PROBLEM: Every record below must come back exactly as given.

RECORDS PROVIDED:
"""

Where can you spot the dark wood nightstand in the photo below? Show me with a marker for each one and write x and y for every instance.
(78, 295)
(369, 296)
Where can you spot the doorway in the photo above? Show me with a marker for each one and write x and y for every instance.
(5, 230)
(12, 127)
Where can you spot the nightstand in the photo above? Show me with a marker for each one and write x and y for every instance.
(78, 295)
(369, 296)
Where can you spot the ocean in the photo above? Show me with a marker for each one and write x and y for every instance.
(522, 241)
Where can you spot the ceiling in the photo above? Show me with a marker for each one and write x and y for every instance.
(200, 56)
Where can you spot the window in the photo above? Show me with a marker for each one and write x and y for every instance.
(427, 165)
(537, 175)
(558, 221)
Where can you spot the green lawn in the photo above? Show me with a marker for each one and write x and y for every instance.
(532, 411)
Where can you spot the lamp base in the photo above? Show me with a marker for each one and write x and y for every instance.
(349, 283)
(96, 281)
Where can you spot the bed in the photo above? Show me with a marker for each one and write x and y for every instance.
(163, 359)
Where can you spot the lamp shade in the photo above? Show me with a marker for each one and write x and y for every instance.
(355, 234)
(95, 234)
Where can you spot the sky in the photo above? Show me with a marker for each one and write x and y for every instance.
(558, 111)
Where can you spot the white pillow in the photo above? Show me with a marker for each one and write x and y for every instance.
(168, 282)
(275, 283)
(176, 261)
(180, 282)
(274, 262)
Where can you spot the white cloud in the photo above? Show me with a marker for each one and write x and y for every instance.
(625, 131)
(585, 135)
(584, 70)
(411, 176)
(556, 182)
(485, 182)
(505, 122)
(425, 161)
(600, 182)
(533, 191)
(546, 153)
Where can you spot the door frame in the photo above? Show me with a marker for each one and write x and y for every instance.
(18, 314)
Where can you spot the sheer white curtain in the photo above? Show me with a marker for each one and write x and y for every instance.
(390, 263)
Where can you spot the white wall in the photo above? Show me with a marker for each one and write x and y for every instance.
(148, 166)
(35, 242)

"""

PROBLEM SOLUTION:
Where can you spot the dark wood nightstand in the photo below? Show me with a marker for each one and write x and y for every instance.
(78, 295)
(369, 296)
Where can you spot the doorway in the photo above? Show me with a marker for each one and write x and y for every instance.
(5, 230)
(12, 127)
Where can you spot the nightstand in the photo above? Show me with a marker for each one and write x and y for every instance.
(78, 295)
(369, 296)
Where can you spot the ocean in the photo above? Show me with a marker for each one and write x and y for every instance.
(522, 241)
Where can you spot the ceiling in the photo above? Show me with a marker for each one and write x and y for every instance.
(200, 56)
Where can you spot the window in the photo above? Show me with a marker for each one and write x and y for every instance.
(427, 165)
(537, 175)
(558, 221)
Where can you spot the green lawn in the photo above? Show me with a marker for each one and write x and y for every instance.
(532, 411)
Where can you spot the lamp base in the photo above? Show me with a marker for each one and write x and y for every instance.
(349, 283)
(96, 281)
Where can you spot the bed in the photo above? Show me with a marker for each one and write x and y for every instance.
(163, 359)
Where can you spot the lamp shade in the photo above? Show me with a marker for each one and write x and y for every instance.
(355, 234)
(95, 234)
Where can you spot the sky in the photo above? Show me with a marker for each one and write x and y for every instance.
(558, 111)
Where can you spot the white pillow in the photo above? Show me with a marker for each one and write x and y for every instance.
(168, 282)
(275, 283)
(176, 261)
(180, 282)
(274, 262)
Where can you spot the white cloud in the photo above? Show me with a marker for each one and write x and y for every instance.
(625, 131)
(585, 135)
(584, 70)
(411, 176)
(556, 182)
(485, 182)
(505, 122)
(425, 161)
(600, 182)
(533, 191)
(546, 153)
Where can you spot the door frame in the photo above? Show me with a marker for each one and write x and y for every instance.
(18, 314)
Where can you spot the sheer white curtain in the photo above? Show me with a marker for each one and write x and y for every instance.
(390, 263)
Where can you spot the white wall in the photo above? Show me with a marker for each one and write x and y for every instance.
(148, 166)
(35, 242)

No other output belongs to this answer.